**任务简述:** 能从下面这篇LeetCode每日一题题解文章停下的地方接着写下去吗？

**正文部分:**
----------------

【LeetCode每日一题合集】2023.11.27-2023.12.3
文章目录
- 907. 子数组的最小值之和(单调栈+贡献法)
- 1670. 设计前中后队列⭐(设计数据结构)
-
- 解法1——双向链表
- 解法2——两个双端队列
- 2336. 无限集中的最小数字
-
- 解法1——维护最小变量mn 和 哈希表维护已经去掉的数字
- 解法2——维护原本可用的最小值 和 有序集合维护后期添加的数值
- 1657. 确定两个字符串是否接近(理解操作本质)⭐
- 2661. 找出叠涂元素(哈希表、计数统计)
- 1094. 拼车(差分)
- 1423. 可获得的最大点数(滑动窗口)
907. 子数组的最小值之和(单调栈+贡献法)
https://leetcode.cn/problems/sum-of-subarray-minimums/description/?envType=daily-question&envId=2023-11-27
提示:
1 <= arr.length <= 3 * 10^4
1 <= arr[i] <= 3 * 10^4
class Solution {
private static final int MOD = (int)1e9 + 7;
public int sumSubarrayMins(int[] arr) {
long ans = 0; // 使用long总归是有利于避免溢出
int n = arr.length;
// 计算每个数字作为最小值的贡献,即找到左右两侧第一个小于它的(一边严格小于,另一边小于等于)

----------------

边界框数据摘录
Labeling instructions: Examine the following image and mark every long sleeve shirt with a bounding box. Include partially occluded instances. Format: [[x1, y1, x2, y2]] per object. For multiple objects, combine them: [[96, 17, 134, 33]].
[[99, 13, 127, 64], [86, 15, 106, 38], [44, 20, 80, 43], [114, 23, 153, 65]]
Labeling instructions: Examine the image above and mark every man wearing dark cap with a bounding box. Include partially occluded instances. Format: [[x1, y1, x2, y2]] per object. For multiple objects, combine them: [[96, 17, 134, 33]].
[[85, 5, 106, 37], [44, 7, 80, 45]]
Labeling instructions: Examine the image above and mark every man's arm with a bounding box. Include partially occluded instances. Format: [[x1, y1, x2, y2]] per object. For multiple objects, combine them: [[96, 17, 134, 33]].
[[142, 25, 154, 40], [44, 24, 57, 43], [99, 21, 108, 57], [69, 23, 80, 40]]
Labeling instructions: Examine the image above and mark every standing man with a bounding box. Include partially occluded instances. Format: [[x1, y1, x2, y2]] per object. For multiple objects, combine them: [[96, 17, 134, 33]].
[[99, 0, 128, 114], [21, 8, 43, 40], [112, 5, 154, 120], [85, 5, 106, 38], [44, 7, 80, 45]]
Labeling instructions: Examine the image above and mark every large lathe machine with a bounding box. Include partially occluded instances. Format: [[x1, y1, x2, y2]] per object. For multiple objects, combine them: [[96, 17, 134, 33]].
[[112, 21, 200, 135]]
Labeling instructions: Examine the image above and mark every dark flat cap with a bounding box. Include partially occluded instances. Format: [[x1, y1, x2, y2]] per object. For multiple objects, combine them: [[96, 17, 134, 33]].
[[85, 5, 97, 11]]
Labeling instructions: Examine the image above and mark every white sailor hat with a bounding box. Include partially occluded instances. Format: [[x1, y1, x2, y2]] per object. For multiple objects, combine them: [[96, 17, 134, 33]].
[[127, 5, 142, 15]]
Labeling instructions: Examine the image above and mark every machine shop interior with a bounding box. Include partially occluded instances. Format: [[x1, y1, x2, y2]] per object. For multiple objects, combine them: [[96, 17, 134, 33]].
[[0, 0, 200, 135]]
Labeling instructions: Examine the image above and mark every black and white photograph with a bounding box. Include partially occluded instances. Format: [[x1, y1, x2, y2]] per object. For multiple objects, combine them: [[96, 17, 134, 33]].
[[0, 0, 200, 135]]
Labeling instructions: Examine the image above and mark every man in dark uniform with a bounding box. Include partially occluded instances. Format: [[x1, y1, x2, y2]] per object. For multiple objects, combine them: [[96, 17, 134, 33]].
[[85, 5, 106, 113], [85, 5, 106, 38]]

----------------

**练习作答:**
Deque<Integer> stk = new ArrayDeque();
int[] right = new int[n], left = new int[n];
Arrays.fill(left, -1);
Arrays.fill(right, n);
for (int i = 0; i < n; ++i) {
while (!stk.isEmpty() && arr[i] <= arr[stk.peek()]) {
right[stk.pop()] = i;
}
if (!stk.isEmpty()) left[i] = stk.peek();
stk.push(i);
}
for (int i = 0; i < n; ++i) {
ans = (ans + (long)arr[i] * (right[i] - i) * (i - left[i])) % MOD;
}
return (int)ans;
}
}
1670. 设计前中后队列⭐(设计数据结构)
https://leetcode.cn/problems/design-front-middle-back-queue/description/?envType=daily-question&envId=2023-11-28
提示:
1 <= val <= 10^9
最多调用 1000 次 pushFront, pushMiddle, pushBack, popFront, popMiddle 和 popBack 。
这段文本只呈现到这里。